__Problem description__
Write out the stretch of lines below that begins at the line with "Objective — one dot on each instance of the green hedge" and ends at the line with "Objective — one dot on each instance of the stone", including both, exactly as given and nothing more.

__Material for the task__

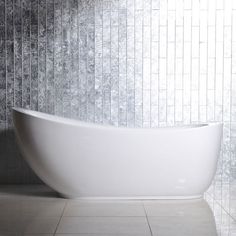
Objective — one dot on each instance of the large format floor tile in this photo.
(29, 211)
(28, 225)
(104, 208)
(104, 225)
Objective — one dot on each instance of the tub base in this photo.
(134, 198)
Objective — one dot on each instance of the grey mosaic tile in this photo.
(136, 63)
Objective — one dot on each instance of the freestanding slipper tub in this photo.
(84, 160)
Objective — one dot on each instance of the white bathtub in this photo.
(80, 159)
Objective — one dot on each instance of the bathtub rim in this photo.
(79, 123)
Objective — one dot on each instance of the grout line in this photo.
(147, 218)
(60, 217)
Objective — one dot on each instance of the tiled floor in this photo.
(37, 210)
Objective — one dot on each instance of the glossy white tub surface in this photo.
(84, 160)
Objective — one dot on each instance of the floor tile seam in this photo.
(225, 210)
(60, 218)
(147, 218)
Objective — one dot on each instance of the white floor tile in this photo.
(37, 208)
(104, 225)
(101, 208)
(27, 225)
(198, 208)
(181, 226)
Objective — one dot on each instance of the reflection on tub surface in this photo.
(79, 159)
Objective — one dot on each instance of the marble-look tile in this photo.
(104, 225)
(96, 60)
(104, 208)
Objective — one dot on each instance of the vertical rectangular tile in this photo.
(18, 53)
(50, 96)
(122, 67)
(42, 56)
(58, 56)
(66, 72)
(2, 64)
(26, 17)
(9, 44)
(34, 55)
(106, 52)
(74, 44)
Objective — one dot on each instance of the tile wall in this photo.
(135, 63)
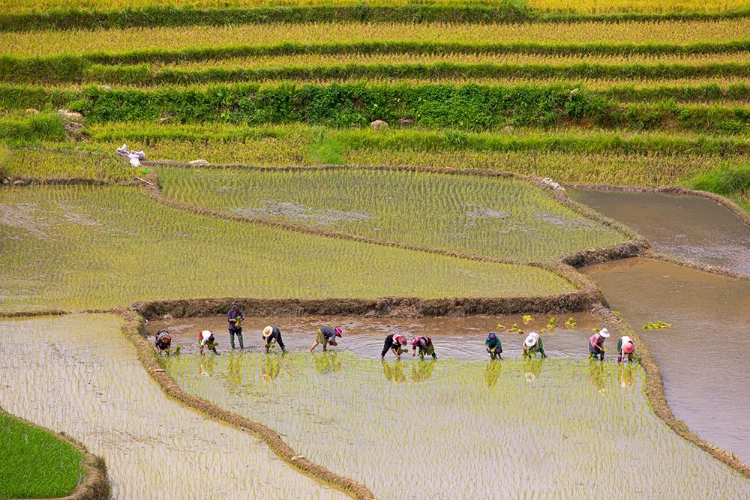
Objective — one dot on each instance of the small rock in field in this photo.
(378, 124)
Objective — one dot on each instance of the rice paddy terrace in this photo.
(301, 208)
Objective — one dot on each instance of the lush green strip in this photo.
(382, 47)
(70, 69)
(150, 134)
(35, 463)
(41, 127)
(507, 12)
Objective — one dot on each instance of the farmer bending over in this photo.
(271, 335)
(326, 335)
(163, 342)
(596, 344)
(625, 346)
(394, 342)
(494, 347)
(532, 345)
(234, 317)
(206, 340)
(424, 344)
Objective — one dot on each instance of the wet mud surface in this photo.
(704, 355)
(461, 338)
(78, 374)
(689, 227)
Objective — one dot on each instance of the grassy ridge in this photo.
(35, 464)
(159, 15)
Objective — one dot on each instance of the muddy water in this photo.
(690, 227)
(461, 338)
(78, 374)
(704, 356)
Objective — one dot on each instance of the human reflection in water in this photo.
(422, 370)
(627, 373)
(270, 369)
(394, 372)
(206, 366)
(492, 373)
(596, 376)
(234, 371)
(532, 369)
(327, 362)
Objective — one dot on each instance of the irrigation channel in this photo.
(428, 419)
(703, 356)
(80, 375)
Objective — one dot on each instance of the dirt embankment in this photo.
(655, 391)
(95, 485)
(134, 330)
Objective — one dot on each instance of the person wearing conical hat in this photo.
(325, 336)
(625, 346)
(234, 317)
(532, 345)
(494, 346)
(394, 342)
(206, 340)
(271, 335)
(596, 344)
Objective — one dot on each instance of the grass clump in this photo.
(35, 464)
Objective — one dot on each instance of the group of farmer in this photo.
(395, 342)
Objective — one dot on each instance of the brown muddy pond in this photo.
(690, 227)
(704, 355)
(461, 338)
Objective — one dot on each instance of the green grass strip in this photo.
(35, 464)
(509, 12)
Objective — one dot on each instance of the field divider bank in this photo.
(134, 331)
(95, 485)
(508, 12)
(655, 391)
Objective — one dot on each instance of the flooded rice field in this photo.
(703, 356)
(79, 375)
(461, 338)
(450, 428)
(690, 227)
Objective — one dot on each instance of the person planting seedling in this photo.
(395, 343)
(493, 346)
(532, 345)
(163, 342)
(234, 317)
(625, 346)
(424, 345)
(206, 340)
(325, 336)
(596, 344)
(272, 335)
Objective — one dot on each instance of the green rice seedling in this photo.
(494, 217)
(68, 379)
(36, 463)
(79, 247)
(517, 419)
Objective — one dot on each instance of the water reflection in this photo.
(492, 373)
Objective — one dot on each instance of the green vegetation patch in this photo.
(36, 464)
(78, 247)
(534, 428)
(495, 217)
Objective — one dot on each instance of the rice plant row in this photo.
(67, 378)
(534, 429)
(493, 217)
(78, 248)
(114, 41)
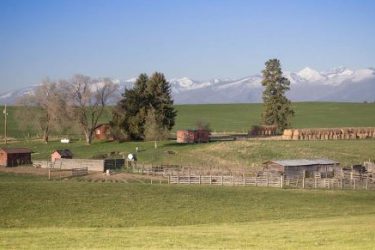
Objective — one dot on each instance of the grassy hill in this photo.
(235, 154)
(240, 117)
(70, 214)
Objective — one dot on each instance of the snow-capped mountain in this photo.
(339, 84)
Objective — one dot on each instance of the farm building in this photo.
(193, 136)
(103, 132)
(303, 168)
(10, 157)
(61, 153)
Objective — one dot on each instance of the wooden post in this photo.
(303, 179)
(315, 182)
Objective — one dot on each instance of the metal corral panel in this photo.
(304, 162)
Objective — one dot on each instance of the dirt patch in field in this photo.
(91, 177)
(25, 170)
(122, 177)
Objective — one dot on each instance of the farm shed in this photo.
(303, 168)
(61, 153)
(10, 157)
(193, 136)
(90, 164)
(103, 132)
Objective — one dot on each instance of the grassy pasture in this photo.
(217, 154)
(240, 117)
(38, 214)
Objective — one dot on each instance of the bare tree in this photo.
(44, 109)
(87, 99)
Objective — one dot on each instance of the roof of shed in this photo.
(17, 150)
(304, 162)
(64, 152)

* * *

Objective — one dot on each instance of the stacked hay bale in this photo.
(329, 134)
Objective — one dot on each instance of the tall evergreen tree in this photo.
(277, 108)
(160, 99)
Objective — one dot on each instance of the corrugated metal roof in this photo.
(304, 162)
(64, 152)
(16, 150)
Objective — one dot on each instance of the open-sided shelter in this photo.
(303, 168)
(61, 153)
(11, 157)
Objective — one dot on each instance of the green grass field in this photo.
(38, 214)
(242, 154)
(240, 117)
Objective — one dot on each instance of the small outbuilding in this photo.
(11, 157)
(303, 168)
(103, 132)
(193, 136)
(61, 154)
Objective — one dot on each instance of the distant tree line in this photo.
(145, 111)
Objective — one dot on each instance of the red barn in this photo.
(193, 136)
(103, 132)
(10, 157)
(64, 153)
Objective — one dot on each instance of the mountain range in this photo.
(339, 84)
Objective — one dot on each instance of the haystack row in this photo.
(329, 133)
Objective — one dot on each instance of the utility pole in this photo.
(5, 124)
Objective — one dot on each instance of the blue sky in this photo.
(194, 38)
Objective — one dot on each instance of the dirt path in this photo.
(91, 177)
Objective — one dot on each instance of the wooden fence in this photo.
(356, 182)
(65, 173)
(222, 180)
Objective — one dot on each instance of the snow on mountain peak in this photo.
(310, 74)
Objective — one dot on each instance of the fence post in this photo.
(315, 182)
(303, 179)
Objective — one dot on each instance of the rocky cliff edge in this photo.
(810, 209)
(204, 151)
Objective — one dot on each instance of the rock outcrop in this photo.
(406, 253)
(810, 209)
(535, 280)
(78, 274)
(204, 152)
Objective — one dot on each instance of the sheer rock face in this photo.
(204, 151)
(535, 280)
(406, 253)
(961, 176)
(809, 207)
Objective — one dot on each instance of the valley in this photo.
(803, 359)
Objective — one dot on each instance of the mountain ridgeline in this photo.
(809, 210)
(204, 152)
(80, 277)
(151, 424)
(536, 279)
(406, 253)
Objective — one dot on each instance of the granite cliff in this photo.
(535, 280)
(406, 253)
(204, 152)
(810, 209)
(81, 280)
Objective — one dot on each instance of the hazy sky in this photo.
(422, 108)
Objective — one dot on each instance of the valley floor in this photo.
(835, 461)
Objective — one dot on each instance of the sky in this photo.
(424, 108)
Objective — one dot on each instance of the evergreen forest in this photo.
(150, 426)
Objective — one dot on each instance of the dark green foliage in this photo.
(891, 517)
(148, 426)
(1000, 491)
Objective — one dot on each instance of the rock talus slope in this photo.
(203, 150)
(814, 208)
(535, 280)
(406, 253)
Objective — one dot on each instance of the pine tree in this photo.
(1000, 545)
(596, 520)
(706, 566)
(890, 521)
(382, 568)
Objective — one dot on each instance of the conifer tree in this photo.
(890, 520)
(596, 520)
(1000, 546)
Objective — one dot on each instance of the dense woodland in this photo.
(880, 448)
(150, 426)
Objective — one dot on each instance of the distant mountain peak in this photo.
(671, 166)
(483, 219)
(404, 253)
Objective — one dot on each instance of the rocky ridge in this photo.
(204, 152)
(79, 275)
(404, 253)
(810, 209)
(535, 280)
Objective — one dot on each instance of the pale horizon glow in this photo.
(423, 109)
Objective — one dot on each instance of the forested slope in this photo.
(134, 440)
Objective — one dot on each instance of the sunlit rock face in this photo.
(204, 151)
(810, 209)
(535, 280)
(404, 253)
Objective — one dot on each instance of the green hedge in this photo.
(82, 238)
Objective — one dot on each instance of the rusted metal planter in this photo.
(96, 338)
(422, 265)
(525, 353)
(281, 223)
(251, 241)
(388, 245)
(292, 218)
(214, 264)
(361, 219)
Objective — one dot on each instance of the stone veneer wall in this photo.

---

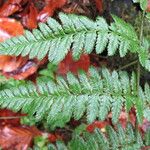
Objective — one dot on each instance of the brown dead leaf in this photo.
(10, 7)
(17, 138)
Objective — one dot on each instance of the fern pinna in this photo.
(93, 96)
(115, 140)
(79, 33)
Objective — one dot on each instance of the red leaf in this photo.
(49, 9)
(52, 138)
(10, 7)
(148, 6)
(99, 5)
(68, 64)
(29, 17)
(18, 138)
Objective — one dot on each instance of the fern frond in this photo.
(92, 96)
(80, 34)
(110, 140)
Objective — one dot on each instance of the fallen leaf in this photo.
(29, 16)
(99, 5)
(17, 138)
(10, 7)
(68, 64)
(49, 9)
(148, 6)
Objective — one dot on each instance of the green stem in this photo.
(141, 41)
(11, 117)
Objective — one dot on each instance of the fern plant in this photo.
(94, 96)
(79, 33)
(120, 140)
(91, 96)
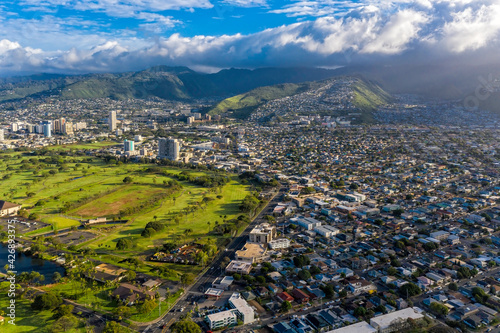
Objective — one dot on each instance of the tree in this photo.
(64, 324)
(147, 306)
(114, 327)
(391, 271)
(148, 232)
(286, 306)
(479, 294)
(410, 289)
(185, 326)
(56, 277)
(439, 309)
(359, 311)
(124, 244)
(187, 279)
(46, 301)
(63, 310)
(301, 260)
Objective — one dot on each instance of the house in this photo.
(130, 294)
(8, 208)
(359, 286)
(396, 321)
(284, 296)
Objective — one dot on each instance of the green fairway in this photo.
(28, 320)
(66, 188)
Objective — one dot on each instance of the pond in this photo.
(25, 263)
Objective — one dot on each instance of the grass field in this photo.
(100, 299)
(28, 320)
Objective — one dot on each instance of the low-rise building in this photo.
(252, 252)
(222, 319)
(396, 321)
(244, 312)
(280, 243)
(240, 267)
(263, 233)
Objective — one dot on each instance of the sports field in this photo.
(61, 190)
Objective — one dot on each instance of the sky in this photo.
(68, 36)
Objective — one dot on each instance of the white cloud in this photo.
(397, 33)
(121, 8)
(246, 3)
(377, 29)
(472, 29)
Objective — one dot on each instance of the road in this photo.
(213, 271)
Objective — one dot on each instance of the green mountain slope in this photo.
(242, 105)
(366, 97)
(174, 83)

__Solution to this exercise__
Objective — one dot on each instance of the green hedge in this photo.
(82, 238)
Objective — one dot on each instance of the rusted metal planter in this photo.
(96, 338)
(422, 265)
(525, 353)
(281, 223)
(251, 241)
(388, 245)
(292, 218)
(214, 264)
(361, 219)
Objective — one dot on each instance of the stone veneer wall in this photo.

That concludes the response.